◆ STATED PROBLEM: Show in full every line of the material below that contains the string "standing". Case counts.
# START OF RECORDS SHOWN
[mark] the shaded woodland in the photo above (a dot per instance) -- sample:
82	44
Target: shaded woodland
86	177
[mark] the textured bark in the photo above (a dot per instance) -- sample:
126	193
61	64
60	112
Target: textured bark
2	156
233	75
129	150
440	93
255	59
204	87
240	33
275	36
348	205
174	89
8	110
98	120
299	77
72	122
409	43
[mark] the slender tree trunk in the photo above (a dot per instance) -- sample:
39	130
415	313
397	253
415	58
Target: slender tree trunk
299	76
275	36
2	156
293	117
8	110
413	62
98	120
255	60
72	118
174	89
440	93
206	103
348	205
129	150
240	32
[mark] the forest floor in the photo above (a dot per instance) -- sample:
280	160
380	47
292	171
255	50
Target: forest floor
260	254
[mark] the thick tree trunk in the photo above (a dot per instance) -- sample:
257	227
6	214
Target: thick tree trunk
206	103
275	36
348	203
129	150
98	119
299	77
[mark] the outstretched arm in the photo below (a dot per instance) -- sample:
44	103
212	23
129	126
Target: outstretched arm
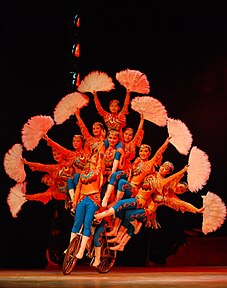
84	131
138	138
98	105
175	178
157	158
56	146
124	109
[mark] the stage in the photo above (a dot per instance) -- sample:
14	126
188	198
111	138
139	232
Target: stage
118	277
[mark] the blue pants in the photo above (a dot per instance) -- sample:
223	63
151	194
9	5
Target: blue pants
72	182
85	211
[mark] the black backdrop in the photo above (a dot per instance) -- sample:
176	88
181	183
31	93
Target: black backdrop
179	45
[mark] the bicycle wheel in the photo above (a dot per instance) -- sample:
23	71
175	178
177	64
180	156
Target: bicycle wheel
70	258
108	258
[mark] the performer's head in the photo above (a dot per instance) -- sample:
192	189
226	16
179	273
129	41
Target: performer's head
58	157
113	137
78	142
98	129
145	152
166	168
128	134
48	180
181	187
114	106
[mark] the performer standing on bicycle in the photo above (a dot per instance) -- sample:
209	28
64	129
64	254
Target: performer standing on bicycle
87	198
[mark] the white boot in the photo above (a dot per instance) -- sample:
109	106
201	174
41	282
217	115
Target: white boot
97	257
72	236
105	213
113	232
118	197
119	235
83	243
121	245
109	190
137	225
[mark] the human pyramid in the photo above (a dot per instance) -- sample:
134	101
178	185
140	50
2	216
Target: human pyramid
103	178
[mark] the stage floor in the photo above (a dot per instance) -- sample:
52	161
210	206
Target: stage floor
118	277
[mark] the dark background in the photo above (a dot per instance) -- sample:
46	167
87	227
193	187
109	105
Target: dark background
182	48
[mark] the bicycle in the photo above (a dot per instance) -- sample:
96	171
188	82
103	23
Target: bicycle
108	256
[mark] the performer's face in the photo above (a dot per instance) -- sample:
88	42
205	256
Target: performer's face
128	135
93	159
57	156
114	107
113	139
49	181
97	130
77	142
144	153
165	169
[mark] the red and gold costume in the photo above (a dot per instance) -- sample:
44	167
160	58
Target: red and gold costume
113	121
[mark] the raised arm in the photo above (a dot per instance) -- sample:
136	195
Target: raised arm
124	109
138	138
157	158
57	146
84	131
35	166
175	178
98	105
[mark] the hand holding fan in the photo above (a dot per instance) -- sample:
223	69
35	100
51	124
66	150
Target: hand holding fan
180	135
214	213
199	169
134	81
68	105
96	81
35	129
151	108
13	163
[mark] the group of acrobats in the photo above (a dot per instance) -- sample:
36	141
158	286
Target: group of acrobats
111	177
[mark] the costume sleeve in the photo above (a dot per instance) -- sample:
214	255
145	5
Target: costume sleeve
77	192
124	109
98	106
138	138
84	131
57	147
175	178
35	166
157	158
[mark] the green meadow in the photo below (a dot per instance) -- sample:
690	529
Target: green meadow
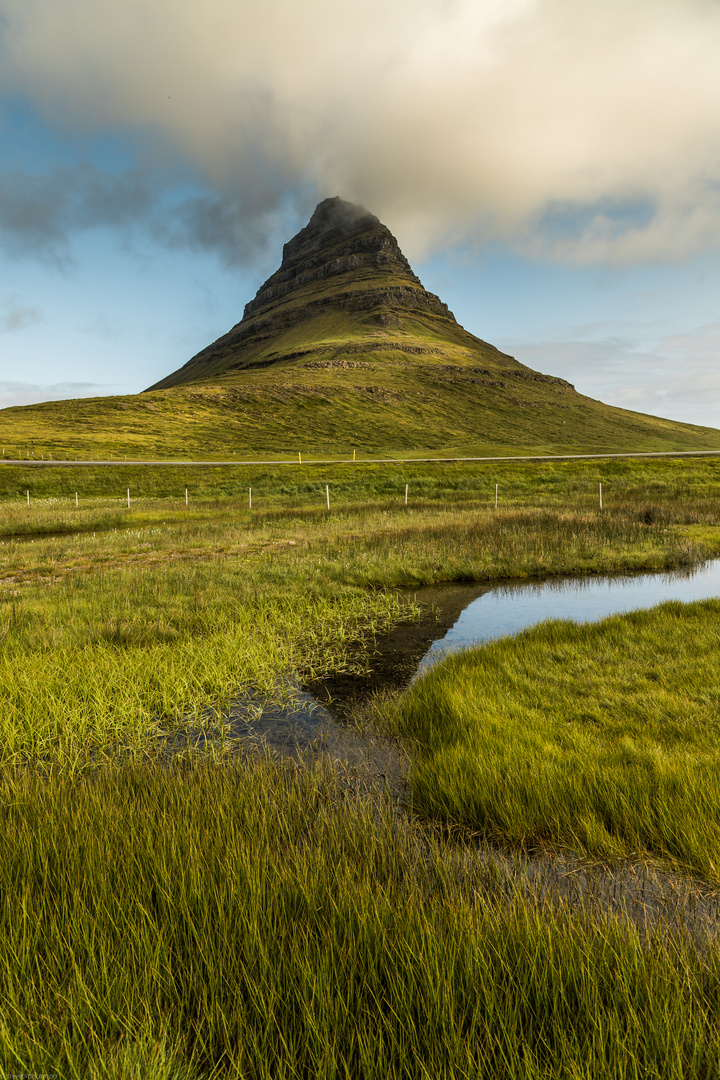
# END OF RECORDS SHOWN
◆ SOLUTION FOR THIS PROBLEM:
[mark] the performer standing on bicycle in the photo above (a dot per instance) -- sample:
Target: performer standing on bicycle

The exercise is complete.